Task:
Let the line containing "the snow mound" serve as the first line of the answer and the final line of the entries as its last, with every line between copied exactly.

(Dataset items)
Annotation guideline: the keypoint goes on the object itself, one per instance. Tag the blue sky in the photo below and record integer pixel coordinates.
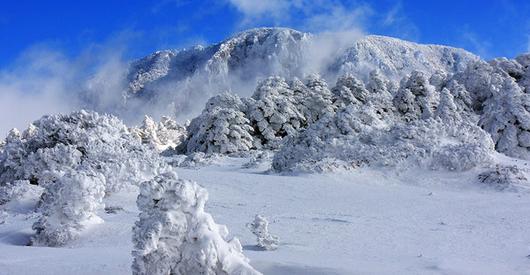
(488, 28)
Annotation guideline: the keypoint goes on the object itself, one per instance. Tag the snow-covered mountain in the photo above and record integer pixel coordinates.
(180, 81)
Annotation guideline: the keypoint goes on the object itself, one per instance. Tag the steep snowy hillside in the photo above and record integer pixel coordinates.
(180, 81)
(392, 157)
(396, 58)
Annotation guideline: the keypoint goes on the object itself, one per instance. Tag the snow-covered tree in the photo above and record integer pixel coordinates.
(77, 159)
(175, 236)
(317, 100)
(447, 110)
(415, 97)
(274, 112)
(349, 90)
(100, 142)
(355, 137)
(260, 228)
(68, 205)
(166, 134)
(221, 128)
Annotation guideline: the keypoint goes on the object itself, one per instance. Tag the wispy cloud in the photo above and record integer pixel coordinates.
(396, 21)
(476, 44)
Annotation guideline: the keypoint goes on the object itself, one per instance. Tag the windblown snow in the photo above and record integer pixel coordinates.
(384, 157)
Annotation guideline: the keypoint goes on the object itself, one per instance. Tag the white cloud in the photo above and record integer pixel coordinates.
(476, 44)
(256, 9)
(44, 81)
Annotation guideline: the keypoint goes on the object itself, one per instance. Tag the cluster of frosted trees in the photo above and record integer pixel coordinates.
(438, 121)
(175, 236)
(77, 159)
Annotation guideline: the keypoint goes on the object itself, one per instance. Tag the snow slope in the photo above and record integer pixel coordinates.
(179, 82)
(366, 221)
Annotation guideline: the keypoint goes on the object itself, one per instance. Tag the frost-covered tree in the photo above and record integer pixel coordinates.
(349, 90)
(99, 142)
(447, 109)
(317, 100)
(77, 159)
(175, 236)
(415, 97)
(220, 129)
(506, 117)
(355, 137)
(260, 228)
(274, 111)
(166, 134)
(68, 204)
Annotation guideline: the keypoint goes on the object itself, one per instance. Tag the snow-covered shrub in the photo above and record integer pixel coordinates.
(77, 159)
(12, 191)
(220, 129)
(166, 134)
(274, 112)
(175, 236)
(260, 228)
(257, 158)
(68, 204)
(447, 109)
(101, 143)
(349, 90)
(356, 136)
(506, 117)
(317, 100)
(416, 97)
(503, 177)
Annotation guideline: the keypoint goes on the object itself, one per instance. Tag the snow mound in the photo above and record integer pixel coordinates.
(175, 236)
(260, 228)
(503, 177)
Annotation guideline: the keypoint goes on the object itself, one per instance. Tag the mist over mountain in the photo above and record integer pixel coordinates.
(178, 82)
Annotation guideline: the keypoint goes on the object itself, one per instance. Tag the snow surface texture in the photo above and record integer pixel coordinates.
(364, 221)
(260, 228)
(180, 81)
(175, 236)
(428, 109)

Written response:
Annotation guideline: the keypoint goes on the object itself, one per instance. Tag the snow mound in the photo above and record integer pixel coordinates.
(175, 236)
(260, 228)
(503, 177)
Annotation guideline: the keypoint goes on the object itself, one per instance. Tag the mist over mountain in the photo above and record integer pixel coordinates.
(178, 82)
Annotation guideline: the keypoint goes on the object itself, one per instance. Tag the snow surface texture in the photo above and record integer pixel coordinates.
(364, 221)
(260, 228)
(180, 81)
(175, 236)
(428, 109)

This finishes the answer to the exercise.